▸ Task directions
Only lines holding the string "pepper" are wanted; copy each one from the material.

** Dataset follows **

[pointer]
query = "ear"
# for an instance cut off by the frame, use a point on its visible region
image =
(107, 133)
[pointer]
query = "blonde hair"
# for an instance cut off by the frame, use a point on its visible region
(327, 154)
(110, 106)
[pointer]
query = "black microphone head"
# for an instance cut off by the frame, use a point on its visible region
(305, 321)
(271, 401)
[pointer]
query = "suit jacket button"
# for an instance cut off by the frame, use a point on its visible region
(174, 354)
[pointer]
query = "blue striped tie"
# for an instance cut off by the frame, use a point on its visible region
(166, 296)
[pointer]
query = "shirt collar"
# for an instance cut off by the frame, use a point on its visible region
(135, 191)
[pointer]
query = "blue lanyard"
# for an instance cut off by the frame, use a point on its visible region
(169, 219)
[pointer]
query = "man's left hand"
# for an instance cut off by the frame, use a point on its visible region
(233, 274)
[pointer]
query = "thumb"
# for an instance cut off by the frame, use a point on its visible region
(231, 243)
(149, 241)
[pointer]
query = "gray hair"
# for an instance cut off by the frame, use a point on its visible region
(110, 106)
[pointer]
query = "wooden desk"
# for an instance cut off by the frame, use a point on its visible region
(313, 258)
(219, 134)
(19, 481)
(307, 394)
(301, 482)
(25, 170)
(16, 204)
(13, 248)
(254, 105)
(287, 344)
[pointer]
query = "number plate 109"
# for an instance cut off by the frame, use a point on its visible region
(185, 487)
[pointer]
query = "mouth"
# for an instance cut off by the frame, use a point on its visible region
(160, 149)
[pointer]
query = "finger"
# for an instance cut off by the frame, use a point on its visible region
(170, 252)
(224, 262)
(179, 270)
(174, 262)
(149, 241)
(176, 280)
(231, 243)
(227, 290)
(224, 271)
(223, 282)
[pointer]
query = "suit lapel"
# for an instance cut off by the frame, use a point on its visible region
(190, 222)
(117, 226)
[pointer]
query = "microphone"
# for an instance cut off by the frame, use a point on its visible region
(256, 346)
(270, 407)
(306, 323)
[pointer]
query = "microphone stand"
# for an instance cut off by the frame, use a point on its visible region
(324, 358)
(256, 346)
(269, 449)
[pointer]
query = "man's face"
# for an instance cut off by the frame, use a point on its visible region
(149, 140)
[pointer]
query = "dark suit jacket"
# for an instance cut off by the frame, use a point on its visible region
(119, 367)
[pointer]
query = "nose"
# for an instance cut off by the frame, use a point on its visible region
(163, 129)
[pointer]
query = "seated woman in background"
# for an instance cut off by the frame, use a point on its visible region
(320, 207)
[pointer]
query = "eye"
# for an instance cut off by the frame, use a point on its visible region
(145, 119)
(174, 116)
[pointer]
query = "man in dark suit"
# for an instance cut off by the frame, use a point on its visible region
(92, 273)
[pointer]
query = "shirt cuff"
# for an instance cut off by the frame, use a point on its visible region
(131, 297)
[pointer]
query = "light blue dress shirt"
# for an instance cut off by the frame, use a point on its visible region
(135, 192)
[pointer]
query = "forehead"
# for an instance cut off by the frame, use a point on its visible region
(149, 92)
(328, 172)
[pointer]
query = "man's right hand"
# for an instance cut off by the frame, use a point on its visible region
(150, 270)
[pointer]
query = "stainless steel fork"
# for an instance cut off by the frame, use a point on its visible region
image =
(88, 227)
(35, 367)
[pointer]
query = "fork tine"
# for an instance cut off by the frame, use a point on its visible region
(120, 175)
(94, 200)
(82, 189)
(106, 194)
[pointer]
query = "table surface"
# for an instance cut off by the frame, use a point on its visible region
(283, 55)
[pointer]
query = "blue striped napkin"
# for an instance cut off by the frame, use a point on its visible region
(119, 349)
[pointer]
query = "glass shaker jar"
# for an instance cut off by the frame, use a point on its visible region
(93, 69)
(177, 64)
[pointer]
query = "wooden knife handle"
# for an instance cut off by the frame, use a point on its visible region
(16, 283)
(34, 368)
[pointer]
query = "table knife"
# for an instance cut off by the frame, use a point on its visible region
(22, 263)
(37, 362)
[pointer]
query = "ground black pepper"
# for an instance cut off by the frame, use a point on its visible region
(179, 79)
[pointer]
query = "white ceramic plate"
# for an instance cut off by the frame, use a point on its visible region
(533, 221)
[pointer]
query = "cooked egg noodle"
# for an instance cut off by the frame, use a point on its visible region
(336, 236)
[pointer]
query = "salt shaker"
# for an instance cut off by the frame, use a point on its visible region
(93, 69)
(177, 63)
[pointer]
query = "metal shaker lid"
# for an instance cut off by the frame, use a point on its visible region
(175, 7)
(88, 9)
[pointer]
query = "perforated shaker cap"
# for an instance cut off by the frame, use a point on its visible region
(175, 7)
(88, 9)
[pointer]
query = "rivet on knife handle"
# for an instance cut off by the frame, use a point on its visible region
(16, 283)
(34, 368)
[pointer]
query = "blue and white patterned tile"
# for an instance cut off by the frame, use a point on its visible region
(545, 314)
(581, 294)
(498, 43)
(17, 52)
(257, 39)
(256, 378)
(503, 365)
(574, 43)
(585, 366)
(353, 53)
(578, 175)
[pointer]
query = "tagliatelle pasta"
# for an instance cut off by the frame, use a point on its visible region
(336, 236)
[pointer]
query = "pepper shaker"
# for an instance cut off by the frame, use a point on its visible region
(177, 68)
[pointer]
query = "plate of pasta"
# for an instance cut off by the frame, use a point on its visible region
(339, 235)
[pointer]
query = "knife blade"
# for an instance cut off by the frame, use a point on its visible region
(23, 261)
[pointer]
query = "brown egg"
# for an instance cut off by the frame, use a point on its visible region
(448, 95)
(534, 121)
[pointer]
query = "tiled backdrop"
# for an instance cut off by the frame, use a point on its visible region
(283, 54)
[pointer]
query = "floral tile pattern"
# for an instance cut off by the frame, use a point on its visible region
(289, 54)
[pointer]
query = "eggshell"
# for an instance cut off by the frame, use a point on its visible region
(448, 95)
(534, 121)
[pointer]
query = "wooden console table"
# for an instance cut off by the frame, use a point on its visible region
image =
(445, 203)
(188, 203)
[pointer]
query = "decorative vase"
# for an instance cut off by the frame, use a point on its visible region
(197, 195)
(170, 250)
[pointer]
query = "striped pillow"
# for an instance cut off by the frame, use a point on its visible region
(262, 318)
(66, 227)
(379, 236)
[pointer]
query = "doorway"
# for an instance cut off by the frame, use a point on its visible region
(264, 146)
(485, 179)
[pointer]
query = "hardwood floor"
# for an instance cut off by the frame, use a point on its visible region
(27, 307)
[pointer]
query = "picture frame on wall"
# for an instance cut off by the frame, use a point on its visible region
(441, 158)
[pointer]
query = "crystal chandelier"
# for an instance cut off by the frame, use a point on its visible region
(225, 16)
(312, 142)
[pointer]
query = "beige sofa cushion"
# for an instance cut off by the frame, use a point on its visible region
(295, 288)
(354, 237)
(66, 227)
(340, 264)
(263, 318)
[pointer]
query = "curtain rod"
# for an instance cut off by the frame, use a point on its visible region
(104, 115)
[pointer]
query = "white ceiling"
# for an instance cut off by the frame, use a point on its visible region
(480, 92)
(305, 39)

** End of Dataset **
** Dataset follows **

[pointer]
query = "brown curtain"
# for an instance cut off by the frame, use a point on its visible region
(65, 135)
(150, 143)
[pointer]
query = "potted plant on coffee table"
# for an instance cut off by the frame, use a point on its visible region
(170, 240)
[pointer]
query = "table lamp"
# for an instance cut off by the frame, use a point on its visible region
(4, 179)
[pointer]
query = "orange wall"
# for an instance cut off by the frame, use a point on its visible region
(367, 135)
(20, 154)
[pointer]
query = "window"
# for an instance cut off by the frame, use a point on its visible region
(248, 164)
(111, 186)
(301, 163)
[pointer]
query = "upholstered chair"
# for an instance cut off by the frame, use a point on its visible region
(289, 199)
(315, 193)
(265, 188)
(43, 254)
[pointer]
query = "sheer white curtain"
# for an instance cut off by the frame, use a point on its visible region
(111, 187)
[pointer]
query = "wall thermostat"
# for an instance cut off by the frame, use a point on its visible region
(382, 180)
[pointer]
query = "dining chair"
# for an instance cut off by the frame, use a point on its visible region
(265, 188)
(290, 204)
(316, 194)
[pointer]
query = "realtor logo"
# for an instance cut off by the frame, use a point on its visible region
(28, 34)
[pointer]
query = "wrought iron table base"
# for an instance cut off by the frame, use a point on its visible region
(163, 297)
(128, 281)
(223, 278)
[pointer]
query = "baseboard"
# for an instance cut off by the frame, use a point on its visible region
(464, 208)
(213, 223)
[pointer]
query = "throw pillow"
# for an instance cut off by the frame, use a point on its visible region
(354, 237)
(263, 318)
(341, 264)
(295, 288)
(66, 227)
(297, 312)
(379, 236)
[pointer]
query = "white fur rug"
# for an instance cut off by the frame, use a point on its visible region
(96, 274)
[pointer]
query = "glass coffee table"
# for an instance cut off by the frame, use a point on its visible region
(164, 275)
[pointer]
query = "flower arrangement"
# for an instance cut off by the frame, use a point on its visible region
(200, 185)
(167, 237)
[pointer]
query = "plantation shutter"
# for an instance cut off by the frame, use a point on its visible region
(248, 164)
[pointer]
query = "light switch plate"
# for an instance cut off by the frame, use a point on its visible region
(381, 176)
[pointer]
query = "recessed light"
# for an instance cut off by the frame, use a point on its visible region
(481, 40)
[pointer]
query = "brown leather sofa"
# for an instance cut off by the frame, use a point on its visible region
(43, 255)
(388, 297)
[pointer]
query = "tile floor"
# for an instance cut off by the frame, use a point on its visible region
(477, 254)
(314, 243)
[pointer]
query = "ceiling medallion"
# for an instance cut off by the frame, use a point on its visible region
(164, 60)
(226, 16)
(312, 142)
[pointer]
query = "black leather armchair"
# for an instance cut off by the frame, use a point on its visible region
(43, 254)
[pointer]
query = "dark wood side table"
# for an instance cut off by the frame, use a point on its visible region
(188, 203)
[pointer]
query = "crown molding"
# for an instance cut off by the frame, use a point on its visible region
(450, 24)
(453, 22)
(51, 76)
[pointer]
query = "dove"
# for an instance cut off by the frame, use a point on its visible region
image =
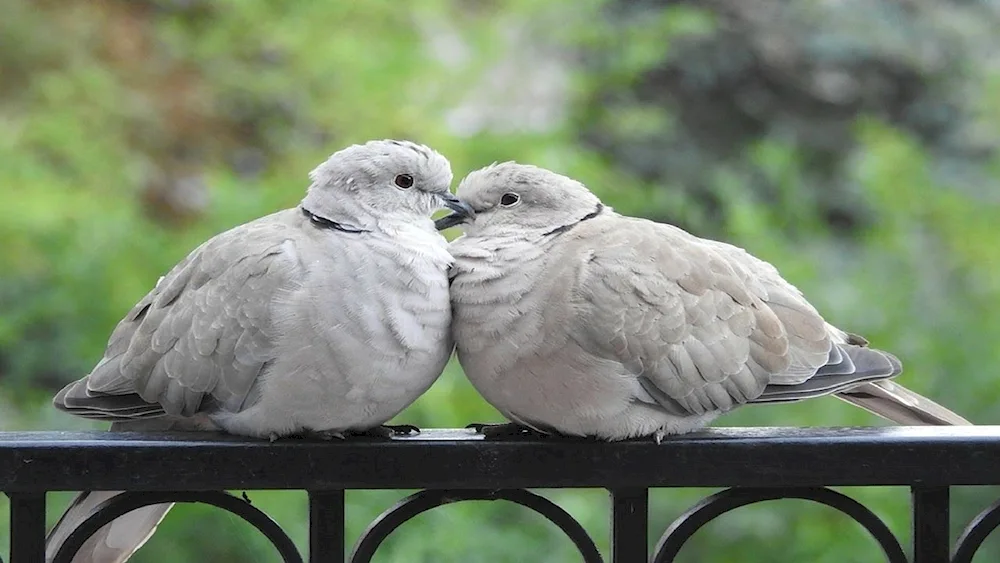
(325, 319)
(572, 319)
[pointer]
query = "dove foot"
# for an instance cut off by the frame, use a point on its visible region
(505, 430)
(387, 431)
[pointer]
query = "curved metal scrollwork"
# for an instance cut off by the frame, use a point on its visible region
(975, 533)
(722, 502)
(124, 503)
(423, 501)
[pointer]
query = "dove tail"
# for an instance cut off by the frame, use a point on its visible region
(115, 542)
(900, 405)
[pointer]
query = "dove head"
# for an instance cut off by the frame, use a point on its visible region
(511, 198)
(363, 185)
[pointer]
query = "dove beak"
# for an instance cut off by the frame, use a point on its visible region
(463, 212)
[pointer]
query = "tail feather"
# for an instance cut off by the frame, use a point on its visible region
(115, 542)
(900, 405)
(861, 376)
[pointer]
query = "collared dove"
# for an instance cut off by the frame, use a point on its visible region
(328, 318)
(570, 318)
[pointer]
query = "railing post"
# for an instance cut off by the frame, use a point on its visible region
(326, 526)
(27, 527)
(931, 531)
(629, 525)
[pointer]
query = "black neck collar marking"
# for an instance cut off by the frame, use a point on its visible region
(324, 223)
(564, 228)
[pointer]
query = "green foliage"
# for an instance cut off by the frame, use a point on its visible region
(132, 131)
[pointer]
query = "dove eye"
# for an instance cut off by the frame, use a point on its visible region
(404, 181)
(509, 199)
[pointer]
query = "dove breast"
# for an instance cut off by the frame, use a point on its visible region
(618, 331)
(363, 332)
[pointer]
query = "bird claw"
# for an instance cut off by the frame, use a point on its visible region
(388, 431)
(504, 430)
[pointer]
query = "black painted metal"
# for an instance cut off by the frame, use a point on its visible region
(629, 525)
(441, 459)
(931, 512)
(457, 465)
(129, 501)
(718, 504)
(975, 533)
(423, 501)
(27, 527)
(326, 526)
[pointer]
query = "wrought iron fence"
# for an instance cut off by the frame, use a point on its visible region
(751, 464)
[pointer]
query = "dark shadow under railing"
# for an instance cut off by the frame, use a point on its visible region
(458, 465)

** End of Dataset **

▸ Solution to this problem
query = "ground black pepper"
query = "pepper shaker"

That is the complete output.